■ Consegna ■
Copia dal testo sulle cure per l'infarto il passo compreso tra "Cambiano le linee" e "di attacco cardiaco.", estremi inclusi.

=== Testo da leggere ===

Cambiano le linee guida per le cure in caso di infarto, andando nella direzione di un intervento meno standard e più basato sulla reale situazione del paziente. E aumentano le possibilità di diagnosi, aprendo la strada all’utilizzo dello smartwatch come alternativa di emergenza all’elettrocardiogramma. Sono alcuni dei risultati dell’eccellenza della ricerca italiana, presentati al congresso dell’European Society of Cardiology 2020 (ESC). Ogni anno nel mondo si registrano 15 milioni di infarti e nelle cure l’Italia è tra i Paesi che vantano i migliori risultati, con un numero di eventi avversi pari a 2 su 100 trattati contro 7 che si registrano in media a livello globale. E’ questo uno dei dati emersi dallo studio Dubius, condotto in 30 centri d’eccellenza italiani su 1.500 pazienti, volto a individuare il trattamento più efficace e sicuro nel caso di attacco cardiaco.

=== Dati forniti ===

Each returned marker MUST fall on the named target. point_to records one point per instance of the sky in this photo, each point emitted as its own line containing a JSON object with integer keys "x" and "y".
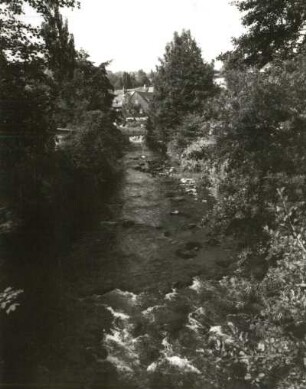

===

■ La tua soluzione ■
Cambiano le linee guida per le cure in caso di infarto, andando nella direzione di un intervento meno standard e più basato sulla reale situazione del paziente. E aumentano le possibilità di diagnosi, aprendo la strada all’utilizzo dello smartwatch come alternativa di emergenza all’elettrocardiogramma. Sono alcuni dei risultati dell’eccellenza della ricerca italiana, presentati al congresso dell’European Society of Cardiology 2020 (ESC). Ogni anno nel mondo si registrano 15 milioni di infarti e nelle cure l’Italia è tra i Paesi che vantano i migliori risultati, con un numero di eventi avversi pari a 2 su 100 trattati contro 7 che si registrano in media a livello globale. E’ questo uno dei dati emersi dallo studio Dubius, condotto in 30 centri d’eccellenza italiani su 1.500 pazienti, volto a individuare il trattamento più efficace e sicuro nel caso di attacco cardiaco.